### WRITTEN REQUEST
Scale the records below from the line containing "obj: beige building => coords" through the line containing "[138,14,256,227]", inclusive: reproduce every one of those lines, the requests included, and multiply each bounding-box coordinate by 2.1, rounding to the nearest whole number with halves rounded up.

---------- DATA FOR PROCESSING ----------

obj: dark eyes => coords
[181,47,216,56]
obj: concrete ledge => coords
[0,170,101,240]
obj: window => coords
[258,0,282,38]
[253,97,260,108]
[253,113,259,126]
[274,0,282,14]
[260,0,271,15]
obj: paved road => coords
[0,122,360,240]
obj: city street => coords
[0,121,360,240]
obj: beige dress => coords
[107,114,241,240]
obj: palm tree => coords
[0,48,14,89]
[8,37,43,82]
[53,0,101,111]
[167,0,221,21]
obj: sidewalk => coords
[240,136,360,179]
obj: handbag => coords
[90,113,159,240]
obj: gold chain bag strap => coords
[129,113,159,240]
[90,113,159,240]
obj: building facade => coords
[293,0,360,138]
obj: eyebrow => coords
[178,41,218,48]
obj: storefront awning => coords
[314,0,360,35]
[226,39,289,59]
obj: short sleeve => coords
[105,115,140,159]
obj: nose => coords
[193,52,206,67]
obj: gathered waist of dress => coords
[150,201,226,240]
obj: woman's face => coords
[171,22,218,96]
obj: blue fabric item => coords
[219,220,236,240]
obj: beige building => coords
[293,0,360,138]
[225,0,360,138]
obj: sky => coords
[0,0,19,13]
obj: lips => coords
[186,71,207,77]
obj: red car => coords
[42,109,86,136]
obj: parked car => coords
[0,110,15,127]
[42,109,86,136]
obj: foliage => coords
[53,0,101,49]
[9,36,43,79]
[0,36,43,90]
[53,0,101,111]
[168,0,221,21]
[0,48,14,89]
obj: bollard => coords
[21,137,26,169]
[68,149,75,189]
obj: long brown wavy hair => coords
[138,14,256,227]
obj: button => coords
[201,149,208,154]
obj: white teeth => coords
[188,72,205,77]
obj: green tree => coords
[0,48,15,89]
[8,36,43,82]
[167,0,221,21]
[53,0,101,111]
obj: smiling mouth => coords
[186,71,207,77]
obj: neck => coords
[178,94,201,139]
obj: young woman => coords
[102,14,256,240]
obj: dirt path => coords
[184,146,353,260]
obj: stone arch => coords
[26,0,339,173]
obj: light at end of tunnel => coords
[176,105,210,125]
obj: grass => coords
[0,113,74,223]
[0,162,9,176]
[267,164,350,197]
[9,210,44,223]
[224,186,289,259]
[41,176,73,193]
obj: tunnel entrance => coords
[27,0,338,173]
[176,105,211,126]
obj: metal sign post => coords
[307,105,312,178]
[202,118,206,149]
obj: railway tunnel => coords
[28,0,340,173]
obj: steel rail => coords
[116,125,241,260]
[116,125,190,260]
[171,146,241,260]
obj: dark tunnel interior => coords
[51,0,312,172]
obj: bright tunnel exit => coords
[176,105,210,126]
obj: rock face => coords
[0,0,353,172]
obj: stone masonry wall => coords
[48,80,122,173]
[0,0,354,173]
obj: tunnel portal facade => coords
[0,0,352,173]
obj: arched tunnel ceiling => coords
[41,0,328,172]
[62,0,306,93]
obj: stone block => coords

----------

### RESPONSE
obj: beige building => coords
[615,0,756,290]
[473,0,756,290]
obj: sky => coords
[0,0,40,27]
obj: lips => coords
[391,149,435,162]
obj: red car => coords
[88,229,181,286]
obj: parked car => coords
[0,231,32,267]
[88,229,181,286]
obj: foliage => coords
[111,0,212,103]
[19,76,90,166]
[0,76,90,189]
[111,0,212,233]
[353,0,464,44]
[0,101,29,187]
obj: bollard => coords
[44,288,55,355]
[143,313,158,397]
obj: long brown wavy hair => coords
[290,29,538,477]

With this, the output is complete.